BEGIN SUPPLIED RECORDS

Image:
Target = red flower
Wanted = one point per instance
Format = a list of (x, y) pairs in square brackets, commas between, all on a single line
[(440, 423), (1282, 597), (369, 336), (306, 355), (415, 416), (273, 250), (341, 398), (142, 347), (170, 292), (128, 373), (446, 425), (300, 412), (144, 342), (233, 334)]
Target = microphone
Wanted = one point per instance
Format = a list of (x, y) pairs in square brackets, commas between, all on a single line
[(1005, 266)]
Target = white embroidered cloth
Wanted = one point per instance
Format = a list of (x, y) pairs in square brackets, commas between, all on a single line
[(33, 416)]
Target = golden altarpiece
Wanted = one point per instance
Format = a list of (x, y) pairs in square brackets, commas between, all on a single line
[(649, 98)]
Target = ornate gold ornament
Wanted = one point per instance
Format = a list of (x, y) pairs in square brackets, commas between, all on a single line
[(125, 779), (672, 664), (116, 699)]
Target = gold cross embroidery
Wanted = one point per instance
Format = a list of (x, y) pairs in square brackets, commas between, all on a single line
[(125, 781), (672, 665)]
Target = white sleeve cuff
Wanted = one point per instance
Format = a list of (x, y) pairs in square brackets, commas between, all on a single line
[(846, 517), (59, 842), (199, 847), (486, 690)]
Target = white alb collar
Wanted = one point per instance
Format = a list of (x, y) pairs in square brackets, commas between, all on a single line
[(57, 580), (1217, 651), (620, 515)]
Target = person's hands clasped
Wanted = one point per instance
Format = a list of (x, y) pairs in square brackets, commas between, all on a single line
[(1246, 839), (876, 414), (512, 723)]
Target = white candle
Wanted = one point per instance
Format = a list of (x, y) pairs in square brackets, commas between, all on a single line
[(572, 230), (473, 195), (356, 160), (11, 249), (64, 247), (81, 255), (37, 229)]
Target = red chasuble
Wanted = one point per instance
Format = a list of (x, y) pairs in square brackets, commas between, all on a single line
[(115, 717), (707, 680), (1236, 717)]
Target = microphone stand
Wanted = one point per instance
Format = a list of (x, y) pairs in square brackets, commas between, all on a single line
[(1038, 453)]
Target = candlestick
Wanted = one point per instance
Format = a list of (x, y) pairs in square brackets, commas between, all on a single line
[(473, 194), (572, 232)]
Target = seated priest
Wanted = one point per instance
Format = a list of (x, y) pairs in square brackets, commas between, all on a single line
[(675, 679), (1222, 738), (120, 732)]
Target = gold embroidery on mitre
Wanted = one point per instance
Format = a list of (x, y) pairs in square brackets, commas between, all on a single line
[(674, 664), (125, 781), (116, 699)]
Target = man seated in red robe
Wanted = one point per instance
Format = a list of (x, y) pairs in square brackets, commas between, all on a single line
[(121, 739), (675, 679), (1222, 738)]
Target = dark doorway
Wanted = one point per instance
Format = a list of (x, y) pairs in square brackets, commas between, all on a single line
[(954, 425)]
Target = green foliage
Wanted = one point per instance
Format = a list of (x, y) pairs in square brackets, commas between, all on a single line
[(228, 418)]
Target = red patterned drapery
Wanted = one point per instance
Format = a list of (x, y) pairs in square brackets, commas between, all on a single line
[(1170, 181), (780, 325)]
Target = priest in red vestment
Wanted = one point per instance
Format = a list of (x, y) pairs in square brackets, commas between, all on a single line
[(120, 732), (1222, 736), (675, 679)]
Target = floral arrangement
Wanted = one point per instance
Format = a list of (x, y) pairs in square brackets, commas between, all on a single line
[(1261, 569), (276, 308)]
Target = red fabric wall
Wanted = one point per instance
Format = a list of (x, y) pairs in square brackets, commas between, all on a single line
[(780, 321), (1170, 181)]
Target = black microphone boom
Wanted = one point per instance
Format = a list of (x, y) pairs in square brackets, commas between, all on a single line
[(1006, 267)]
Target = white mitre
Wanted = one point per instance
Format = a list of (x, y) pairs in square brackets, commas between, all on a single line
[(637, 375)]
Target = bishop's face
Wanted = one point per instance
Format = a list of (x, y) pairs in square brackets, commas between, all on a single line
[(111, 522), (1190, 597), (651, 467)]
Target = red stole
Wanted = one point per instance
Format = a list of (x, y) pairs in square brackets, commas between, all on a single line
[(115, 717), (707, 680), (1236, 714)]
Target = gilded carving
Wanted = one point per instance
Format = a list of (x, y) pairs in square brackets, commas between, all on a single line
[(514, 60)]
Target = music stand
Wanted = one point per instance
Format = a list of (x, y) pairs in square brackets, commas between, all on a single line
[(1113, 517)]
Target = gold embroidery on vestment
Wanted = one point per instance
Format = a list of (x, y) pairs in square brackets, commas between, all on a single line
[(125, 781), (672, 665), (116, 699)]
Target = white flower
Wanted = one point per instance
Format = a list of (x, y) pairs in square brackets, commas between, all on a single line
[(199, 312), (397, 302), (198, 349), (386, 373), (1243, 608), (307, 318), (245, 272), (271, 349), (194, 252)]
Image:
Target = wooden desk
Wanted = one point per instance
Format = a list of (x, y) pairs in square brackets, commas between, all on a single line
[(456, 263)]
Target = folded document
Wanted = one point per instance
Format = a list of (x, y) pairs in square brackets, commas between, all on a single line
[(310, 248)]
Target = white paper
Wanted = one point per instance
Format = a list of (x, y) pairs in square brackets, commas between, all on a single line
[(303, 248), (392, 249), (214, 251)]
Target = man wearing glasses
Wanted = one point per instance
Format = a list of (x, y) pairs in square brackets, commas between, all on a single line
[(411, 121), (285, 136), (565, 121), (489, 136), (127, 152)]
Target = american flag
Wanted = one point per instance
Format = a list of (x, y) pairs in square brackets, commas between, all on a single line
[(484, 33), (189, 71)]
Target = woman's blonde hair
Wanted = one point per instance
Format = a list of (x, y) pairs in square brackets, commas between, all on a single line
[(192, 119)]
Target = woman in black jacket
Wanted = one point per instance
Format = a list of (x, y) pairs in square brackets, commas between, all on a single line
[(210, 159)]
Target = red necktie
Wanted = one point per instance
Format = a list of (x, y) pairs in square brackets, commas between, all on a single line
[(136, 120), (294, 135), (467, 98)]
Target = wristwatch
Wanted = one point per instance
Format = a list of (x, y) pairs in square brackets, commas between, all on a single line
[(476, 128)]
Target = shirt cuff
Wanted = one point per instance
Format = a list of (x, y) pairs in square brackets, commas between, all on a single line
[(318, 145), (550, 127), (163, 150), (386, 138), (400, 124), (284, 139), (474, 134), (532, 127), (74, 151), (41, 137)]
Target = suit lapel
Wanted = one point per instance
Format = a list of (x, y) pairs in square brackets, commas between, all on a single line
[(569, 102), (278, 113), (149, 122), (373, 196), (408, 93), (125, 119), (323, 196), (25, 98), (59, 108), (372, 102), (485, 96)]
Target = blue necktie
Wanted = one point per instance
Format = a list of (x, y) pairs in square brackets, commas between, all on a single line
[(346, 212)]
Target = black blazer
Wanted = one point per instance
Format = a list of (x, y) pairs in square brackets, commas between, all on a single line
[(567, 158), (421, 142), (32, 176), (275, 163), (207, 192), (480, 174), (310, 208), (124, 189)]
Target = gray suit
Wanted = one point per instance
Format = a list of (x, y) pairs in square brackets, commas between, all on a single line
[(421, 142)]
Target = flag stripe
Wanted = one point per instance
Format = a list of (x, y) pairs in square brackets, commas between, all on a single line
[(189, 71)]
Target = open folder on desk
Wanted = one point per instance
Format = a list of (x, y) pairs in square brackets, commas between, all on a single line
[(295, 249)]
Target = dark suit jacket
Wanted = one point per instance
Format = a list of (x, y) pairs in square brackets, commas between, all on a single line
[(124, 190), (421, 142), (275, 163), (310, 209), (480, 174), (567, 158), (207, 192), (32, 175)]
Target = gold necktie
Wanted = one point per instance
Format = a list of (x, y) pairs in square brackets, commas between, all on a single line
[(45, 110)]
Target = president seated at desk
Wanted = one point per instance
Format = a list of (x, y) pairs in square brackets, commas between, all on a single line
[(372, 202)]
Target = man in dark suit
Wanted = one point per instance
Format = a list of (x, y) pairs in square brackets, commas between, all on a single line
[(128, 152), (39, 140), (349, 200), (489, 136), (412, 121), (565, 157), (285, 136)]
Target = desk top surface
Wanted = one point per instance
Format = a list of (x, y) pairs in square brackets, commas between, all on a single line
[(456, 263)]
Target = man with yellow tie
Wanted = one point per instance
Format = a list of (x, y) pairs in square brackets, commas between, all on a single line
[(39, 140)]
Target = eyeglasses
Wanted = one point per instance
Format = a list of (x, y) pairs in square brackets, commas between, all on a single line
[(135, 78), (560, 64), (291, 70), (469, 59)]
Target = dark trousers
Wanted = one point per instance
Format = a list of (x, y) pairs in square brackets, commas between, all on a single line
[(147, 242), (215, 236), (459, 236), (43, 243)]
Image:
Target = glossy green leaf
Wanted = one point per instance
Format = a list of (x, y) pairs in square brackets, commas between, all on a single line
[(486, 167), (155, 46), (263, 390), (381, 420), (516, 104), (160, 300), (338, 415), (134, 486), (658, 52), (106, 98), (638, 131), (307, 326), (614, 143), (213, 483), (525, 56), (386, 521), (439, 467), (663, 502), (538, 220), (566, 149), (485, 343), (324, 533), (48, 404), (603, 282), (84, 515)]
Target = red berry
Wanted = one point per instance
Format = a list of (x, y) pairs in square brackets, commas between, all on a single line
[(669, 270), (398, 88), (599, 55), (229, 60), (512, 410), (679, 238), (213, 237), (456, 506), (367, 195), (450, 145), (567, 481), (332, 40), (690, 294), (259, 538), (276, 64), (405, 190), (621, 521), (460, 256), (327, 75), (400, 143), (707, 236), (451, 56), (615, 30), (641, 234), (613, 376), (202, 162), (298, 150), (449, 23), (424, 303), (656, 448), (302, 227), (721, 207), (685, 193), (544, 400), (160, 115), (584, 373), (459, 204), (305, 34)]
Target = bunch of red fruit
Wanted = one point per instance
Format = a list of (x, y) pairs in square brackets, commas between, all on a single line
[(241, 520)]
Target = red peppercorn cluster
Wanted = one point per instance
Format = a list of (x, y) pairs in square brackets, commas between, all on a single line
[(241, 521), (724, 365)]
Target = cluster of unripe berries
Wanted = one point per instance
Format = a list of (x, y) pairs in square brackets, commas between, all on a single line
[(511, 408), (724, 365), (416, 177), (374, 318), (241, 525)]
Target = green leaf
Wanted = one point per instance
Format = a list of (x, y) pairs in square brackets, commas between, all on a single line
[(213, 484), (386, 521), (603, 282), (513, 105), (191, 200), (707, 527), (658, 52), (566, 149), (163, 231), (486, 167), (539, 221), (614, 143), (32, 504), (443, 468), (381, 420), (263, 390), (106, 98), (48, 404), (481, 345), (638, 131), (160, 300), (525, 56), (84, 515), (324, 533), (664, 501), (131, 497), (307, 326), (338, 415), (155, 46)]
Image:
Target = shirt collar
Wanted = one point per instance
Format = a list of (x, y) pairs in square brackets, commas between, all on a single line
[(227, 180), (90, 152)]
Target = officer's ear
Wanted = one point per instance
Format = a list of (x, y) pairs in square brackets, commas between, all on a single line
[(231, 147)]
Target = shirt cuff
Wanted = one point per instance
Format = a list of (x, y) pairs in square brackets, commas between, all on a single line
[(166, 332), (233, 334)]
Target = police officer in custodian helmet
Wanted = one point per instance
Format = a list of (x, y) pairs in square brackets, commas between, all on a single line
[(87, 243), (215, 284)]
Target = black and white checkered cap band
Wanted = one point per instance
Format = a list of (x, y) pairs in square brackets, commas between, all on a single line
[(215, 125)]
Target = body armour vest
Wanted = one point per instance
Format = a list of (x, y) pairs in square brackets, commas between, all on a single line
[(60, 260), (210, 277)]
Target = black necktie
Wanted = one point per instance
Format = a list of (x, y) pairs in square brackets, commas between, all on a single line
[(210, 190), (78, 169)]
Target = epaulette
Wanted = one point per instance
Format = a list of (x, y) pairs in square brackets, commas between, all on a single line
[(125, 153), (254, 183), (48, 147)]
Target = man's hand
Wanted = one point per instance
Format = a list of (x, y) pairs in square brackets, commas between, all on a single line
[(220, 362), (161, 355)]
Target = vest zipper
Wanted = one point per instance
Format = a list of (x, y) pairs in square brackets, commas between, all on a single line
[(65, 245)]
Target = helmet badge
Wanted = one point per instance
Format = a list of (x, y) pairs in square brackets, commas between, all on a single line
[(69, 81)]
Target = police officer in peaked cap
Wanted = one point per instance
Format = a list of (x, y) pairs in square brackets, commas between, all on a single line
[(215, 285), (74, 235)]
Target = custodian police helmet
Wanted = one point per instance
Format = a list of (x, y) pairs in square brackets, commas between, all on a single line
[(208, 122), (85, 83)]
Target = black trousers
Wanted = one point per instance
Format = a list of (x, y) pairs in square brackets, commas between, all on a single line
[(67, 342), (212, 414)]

END SUPPLIED RECORDS

EXERCISE AIM: For every line above that has "dark" in it, copy the line.

EXERCISE OUTPUT:
Target = dark doorway
Target = dark suit jacket
Target = man in dark suit
Target = dark trousers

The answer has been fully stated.